Provided data:
^^^^^^^^^^^^^^^^
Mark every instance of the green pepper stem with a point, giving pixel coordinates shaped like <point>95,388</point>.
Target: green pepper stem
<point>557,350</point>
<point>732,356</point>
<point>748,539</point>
^^^^^^^^^^^^^^^^
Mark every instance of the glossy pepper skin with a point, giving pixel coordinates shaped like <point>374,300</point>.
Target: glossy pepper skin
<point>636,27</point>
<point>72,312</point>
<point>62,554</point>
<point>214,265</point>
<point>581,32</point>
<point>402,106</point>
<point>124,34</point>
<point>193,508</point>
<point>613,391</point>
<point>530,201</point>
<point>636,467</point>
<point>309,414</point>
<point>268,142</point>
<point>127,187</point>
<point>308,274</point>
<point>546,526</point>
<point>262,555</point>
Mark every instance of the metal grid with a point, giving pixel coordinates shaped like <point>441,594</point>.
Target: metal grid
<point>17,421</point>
^^^^^^^^^^^^^^^^
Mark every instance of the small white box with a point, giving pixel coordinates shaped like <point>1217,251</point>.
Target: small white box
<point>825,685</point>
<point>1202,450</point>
^^^^^^^^^^^^^^^^
Task details:
Reproduce verbatim the stretch of the records from the line containing "Mark every instance of the small" through the line containing "<point>1202,450</point>", both lines included.

Full answer:
Mark every instance of the small white box with a point, giving pixel coordinates shaped like <point>1217,251</point>.
Target: small white box
<point>825,685</point>
<point>1202,450</point>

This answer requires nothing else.